**SOURCE INFORMATION:**
################

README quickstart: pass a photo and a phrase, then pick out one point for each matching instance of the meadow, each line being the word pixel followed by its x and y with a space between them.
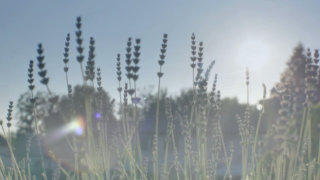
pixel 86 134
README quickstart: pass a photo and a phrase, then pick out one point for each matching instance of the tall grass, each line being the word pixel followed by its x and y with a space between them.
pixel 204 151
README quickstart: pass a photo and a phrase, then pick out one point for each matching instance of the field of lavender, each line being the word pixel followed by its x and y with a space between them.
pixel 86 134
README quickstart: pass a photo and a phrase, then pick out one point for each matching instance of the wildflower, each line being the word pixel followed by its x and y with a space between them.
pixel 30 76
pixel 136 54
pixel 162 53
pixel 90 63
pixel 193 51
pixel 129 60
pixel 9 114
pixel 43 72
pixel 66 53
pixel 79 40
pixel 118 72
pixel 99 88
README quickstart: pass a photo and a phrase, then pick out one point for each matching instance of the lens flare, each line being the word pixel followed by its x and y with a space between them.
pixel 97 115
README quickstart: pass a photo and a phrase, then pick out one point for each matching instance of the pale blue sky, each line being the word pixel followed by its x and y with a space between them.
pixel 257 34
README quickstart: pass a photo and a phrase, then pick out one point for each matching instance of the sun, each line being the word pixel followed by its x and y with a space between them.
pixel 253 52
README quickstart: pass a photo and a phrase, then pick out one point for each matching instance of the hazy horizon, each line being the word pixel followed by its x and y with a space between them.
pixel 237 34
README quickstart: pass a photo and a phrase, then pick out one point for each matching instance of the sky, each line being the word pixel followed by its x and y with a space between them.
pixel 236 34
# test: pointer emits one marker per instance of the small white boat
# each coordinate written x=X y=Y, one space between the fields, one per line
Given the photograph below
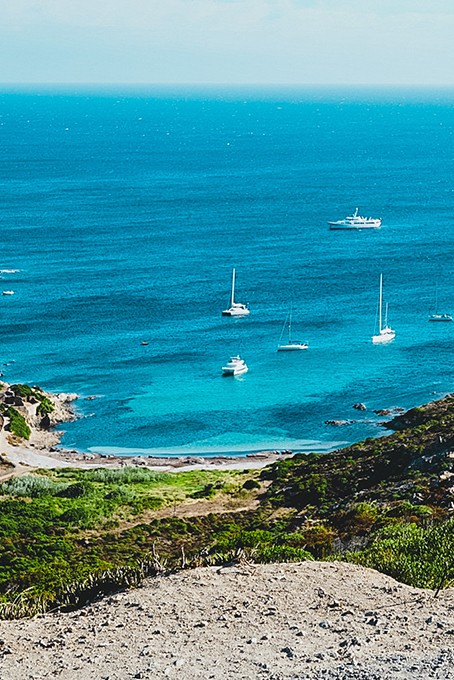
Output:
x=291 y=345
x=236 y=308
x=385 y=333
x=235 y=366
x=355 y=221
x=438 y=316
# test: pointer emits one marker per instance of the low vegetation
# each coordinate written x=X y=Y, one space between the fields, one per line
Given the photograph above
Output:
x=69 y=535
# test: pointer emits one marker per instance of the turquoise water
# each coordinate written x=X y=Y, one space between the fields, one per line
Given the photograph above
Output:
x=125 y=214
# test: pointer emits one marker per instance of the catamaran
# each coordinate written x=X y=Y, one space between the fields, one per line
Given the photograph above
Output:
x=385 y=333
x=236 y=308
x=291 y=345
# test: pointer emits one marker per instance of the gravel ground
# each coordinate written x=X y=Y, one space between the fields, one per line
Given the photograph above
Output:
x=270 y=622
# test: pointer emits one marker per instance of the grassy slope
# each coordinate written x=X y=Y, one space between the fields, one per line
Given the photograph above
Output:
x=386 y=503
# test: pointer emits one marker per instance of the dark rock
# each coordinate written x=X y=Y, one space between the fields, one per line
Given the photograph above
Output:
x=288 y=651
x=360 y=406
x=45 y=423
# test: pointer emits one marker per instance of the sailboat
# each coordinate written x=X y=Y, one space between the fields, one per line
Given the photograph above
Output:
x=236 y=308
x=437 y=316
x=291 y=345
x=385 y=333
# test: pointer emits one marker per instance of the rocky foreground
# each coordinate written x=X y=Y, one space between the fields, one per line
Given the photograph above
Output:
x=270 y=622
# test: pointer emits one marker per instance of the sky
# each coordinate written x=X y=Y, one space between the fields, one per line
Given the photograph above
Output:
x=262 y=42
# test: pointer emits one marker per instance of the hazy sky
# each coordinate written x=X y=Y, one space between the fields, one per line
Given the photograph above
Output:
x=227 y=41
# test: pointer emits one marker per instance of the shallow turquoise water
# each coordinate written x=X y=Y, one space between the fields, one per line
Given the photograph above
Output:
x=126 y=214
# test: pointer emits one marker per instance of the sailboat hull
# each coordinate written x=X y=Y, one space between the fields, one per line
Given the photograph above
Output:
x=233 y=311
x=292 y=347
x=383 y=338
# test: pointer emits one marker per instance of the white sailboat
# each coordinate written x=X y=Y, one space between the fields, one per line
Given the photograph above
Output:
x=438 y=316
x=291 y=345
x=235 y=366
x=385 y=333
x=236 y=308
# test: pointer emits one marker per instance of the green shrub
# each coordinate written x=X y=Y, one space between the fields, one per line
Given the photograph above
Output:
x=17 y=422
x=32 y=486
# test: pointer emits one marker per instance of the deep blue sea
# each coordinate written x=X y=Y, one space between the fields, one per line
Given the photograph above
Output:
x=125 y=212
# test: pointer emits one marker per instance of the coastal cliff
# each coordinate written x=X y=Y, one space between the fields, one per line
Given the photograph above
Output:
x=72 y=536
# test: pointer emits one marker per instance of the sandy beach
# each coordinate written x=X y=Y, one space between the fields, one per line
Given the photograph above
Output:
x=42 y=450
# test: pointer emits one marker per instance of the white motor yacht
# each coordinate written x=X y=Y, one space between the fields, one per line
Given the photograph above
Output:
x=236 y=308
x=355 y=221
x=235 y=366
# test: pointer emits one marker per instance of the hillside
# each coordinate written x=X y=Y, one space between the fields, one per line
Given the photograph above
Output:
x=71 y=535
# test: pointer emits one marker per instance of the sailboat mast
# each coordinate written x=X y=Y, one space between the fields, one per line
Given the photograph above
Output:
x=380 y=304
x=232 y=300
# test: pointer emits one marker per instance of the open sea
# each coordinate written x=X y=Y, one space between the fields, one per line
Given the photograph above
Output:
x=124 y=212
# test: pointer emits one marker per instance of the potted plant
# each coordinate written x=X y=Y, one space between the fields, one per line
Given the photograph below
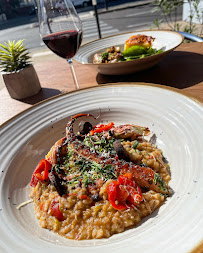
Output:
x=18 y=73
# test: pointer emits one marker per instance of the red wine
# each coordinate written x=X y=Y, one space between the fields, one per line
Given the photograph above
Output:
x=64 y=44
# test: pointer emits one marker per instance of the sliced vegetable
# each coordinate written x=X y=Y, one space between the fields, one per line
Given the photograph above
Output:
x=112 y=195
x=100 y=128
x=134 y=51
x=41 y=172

################

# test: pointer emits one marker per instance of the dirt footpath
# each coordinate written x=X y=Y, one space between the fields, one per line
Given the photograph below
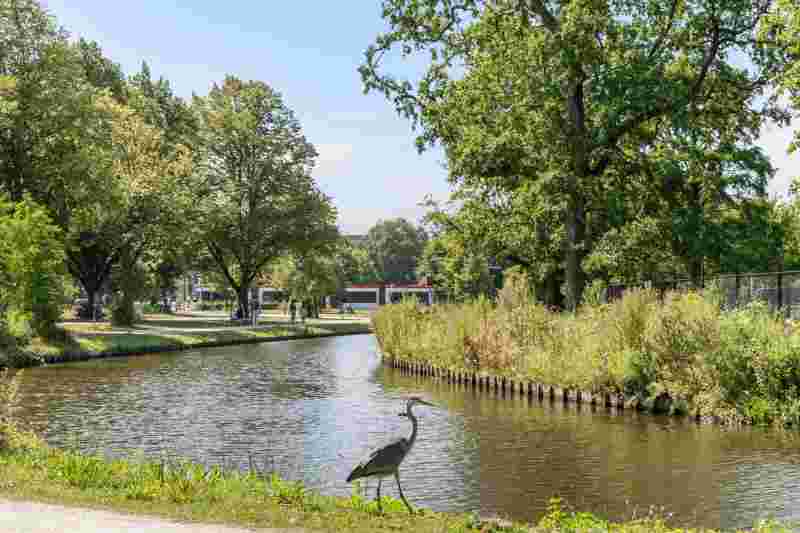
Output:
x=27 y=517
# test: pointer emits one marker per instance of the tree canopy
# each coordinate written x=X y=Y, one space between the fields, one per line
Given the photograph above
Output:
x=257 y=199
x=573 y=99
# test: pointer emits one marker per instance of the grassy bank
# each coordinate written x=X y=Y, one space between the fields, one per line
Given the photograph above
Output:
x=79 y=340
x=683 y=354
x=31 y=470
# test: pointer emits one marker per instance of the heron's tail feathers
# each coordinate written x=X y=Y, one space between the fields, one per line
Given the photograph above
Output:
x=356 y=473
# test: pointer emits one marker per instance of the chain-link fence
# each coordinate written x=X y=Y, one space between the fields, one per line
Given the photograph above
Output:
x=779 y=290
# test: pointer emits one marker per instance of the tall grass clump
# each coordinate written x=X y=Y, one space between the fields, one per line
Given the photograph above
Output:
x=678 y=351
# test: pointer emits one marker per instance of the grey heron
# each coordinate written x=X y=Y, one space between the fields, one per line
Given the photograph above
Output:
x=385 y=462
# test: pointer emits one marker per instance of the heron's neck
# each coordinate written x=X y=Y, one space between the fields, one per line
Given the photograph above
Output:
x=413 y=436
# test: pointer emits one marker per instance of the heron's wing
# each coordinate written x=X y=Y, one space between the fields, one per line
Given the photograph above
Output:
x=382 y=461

################

**WHAT IS BEING ASKED:**
Using the records above, restate word for word the lines from the one with "# test: pointer emits one marker per instance of the hillside" through the one with "# test: pointer emits one marker per instance of the open", both included.

**EXERCISE ANSWER:**
# test: pointer emits one marker per instance of the hillside
# each coordinate written x=X y=Y, one space between the fields, one per line
Given the photograph above
Output:
x=71 y=535
# test: pointer emits one marker per instance of the sailboat mast
# each coordinate written x=X y=Y, one space between the fields, one per line
Given the photograph above
Output:
x=380 y=304
x=232 y=300
# test: pointer emits one marker per instance of the open sea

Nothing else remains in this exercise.